### PAGE EXCERPT

11 Blessings in Going to Seminary

I will graduate from the Southern Baptist Theological Seminary with a Master’s of Divinity this December. Reflecting on my time here at school, I am full of gratitude at what the Lord has done for me and my family. We came here to be equipped for ministry, and we feel like the Lord has done that. Every now and then I recall a handful of ominous warnings that were given to me before I went to seminary. They often went something like: “Seminary is fine and all, but what you learn in a book or classroom isn’t going to go very far in the real world…Seminary isn’t really necessary…Seminary is where vibrant faith and good preachers go to die.” I remember feeling genuinely concerned, particularly by that final warning. Joyously, I have found all of them to be untrue for me. Below are eleven blessings I have found from attending seminary:

  1. Learning to read my Bible better. By far, the greatest blessing of taking 3-4 years out of your life to attend seminary is to be a better student of the Bible. Learning Greek and Hebrew aren’t ends in themselves; they are tools to read and understand what the Scriptures are saying more clearly. Understanding the flow of the metanarrative of Scripture, how the Old and New Testaments relate to each other, how to read an ancient book, how to read the various genres of the Bible, how to listen to the Bible first before you rush to explain it, etc.–all are benefits of a seminary education. Seminary has taught me to read, read, read, and re-read my Bible.

  2. Learning to read. Of course, I knew how to read before I attended seminary–this is graduate school after all. However, seminary has taught me to read in a way I never thought possible. The sheer volume of work that needs to be done forces you to become a disciplined, studious, and fast reader. I still remember goggling at the number of pages I had to read my first semester of seminary, There’s no way. I can’t do that. But I did. And I continue to do so. I had to take drastic measures to help fight against distraction, train my mind to hold concentration longer, and I even read a book on how to read faster. And, of course, the trick isn’t just a rapid reading rate, but actually understanding the book as you read. I learned to never read a book without a pen in my hand and that if I jotted notes down in margins or flyleafs, I could process and remember the main arguments of the book much better.

######
### EXTRACTED INFORMATION

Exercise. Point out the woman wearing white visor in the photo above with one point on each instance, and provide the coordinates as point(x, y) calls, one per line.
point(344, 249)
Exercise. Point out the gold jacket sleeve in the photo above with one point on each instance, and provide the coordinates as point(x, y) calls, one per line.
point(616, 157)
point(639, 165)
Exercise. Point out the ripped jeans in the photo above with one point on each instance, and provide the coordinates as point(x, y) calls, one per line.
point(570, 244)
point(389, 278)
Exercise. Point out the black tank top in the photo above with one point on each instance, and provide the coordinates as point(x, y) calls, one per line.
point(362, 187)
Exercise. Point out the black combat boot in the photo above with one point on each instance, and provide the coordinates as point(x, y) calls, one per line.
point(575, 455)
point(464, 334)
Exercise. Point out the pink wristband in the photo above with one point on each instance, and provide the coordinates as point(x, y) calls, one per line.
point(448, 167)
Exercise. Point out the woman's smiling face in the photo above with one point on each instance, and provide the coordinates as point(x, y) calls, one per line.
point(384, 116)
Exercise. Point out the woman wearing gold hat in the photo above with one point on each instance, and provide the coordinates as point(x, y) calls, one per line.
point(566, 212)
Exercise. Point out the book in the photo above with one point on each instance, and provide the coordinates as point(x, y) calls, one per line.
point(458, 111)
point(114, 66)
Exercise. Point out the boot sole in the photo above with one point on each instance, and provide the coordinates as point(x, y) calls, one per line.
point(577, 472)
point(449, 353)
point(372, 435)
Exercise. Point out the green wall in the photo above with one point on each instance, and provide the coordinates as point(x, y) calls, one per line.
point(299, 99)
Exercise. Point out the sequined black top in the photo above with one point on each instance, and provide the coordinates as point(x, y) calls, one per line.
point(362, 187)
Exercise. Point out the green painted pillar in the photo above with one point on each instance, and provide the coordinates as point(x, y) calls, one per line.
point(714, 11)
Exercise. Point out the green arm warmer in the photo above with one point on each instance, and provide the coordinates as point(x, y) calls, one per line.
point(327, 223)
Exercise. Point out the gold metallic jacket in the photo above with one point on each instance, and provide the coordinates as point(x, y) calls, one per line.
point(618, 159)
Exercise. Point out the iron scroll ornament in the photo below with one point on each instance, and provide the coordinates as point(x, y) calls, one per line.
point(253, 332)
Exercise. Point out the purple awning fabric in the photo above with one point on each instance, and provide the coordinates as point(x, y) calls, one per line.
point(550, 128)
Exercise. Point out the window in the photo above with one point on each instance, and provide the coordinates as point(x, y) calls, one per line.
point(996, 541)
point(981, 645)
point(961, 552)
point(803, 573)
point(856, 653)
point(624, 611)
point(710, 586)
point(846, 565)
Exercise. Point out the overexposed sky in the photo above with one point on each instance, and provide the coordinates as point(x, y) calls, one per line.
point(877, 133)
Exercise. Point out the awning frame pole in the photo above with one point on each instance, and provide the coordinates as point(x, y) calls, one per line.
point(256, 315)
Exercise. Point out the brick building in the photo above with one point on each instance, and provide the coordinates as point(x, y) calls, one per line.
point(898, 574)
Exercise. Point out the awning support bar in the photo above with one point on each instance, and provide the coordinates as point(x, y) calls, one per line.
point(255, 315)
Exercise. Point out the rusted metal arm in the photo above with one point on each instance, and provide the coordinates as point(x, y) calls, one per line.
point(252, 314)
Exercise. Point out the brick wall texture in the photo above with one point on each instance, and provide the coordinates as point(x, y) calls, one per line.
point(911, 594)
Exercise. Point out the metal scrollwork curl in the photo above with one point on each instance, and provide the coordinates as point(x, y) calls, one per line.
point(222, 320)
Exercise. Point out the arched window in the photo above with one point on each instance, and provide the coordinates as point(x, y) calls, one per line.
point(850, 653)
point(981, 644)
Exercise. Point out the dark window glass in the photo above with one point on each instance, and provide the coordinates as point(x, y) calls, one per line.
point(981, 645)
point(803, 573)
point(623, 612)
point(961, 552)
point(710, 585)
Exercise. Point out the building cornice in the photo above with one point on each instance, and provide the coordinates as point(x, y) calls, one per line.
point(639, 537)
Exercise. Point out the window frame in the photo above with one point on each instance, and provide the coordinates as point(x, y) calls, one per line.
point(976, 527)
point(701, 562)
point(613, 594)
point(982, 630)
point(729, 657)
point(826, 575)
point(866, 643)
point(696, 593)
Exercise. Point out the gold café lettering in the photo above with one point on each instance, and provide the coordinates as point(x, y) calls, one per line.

######

### WORK INSTRUCTIONS
1. In the seminary blog post, rewrite the passage from "1. Learning to" to "re-read my Bible.", replacing "metanarrative" with "overarching story".
2. Do these statements agree with the seminary blog post? Answer yes or no for each, quoting the words that decide it. (a) The writer will finish a Master of Divinity this December. (b) The writer calls learning Greek and Hebrew an end in itself. (c) The writer read a book on how to read faster.

### OUTPUTS
1.
1. Learning to read my Bible better. By far, the greatest blessing of taking 3-4 years out of your life to attend seminary is to be a better student of the Bible. Learning Greek and Hebrew aren’t ends in themselves; they are tools to read and understand what the Scriptures are saying more clearly. Understanding the flow of the overarching story of Scripture, how the Old and New Testaments relate to each other, how to read an ancient book, how to read the various genres of the Bible, how to listen to the Bible first before you rush to explain it, etc.–all are benefits of a seminary education. Seminary has taught me to read, read, read, and re-read my Bible.

2.
(a) Yes: "I will graduate from the Southern Baptist Theological Seminary with a Master’s of Divinity this December."
(b) No: "Learning Greek and Hebrew aren’t ends in themselves"
(c) Yes: "I even read a book on how to read faster."